» **Selected excerpt**
= = = = =

- Nearest city: Itaituba, Pará
- Coordinates: 4°54′25″S 55°32′42″W﻿ / ﻿4.907°S 55.545°W
- Area: 257,526 hectares (636,360 acres)
- Designation: National forest
- Created: 13 February 2006
- Administrator: Chico Mendes Institute for Biodiversity Conservation

= Trairão National Forest =

Trairão National Forest (Floresta Nacional do Trairão) is a national forest in the state of Pará, Brazil.
It contains a large area of Amazon rainforest with high biodiversity.
It is a sustainable use conservation unit in which logging is allowed subject to a management plan, and was created in an effort to curb illegal deforestation in the area.

==Location==

Sketch map of Tapajos basin conservation units:
13. Trairão National Forest

The Trairão National Forest covers 257526 ha of Amazonia biome.
It was created on 13 February 2006 and is administered by the federal Chico Mendes Institute for Biodiversity Conservation.

= = = = =

Entries on locating named things
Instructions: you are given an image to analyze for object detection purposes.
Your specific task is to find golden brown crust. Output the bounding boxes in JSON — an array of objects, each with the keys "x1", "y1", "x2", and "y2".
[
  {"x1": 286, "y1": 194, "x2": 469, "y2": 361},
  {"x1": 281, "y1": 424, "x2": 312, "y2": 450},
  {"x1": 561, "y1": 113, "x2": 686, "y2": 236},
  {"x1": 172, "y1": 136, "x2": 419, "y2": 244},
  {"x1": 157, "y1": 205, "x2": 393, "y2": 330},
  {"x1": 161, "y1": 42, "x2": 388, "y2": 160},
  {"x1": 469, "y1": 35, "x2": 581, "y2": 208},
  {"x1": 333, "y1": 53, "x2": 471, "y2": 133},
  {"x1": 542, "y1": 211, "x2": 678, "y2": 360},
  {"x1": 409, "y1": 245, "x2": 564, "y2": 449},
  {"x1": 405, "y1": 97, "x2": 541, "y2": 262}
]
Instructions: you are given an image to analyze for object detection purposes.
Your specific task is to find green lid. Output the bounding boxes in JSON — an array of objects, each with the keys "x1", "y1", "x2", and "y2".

= = = = =

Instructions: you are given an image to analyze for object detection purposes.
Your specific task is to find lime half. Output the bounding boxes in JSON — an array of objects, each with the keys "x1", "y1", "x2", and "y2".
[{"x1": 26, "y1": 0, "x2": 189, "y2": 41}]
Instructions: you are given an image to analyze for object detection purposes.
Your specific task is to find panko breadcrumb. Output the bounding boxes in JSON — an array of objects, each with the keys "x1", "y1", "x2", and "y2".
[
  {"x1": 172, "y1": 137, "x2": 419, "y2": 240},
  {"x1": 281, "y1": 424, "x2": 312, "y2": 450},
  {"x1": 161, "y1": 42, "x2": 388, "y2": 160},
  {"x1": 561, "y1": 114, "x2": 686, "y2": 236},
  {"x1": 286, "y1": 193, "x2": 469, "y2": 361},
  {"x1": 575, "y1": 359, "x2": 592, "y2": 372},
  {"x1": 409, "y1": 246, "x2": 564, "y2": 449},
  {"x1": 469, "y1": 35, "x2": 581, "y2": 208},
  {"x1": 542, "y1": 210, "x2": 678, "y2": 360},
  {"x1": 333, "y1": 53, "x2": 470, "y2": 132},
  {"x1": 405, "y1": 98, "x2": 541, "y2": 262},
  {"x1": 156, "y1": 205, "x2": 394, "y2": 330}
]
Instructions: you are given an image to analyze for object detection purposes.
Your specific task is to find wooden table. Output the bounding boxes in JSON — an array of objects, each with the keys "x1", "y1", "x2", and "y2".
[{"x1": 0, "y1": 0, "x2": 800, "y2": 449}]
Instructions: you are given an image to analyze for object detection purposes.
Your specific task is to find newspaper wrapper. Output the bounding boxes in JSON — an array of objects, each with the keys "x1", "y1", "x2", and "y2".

= = = = =

» **Problems to work on**
(a) Answer these about the Trairão National Forest article:
(i) What is the nearest city?
(ii) What activity is allowed subject to a management plan?
(iii) Which biome does the forest cover?
(b) Based on the Trairão National Forest article, say whether each statement is true. Answer yes or no and quote the words that decide it.
(i) The forest was created in 2006.
(ii) Logging is completely banned in the forest.
(iii) A state agency of Pará runs the forest.
(c) Copy out the stretch of the Trairão National Forest article from "Trairão National Forest (Floresta" through "with high biodiversity.", word for word.

» **Expected results**
(a)
(i) Itaituba, Pará
(ii) Logging
(iii) The Amazonia biome

(b)
(i) Yes: "It was created on 13 February 2006"
(ii) No: "logging is allowed subject to a management plan"
(iii) No: "is administered by the federal Chico Mendes Institute for Biodiversity Conservation"

(c)
Trairão National Forest (Floresta Nacional do Trairão) is a national forest in the state of Pará, Brazil.
It contains a large area of Amazon rainforest with high biodiversity.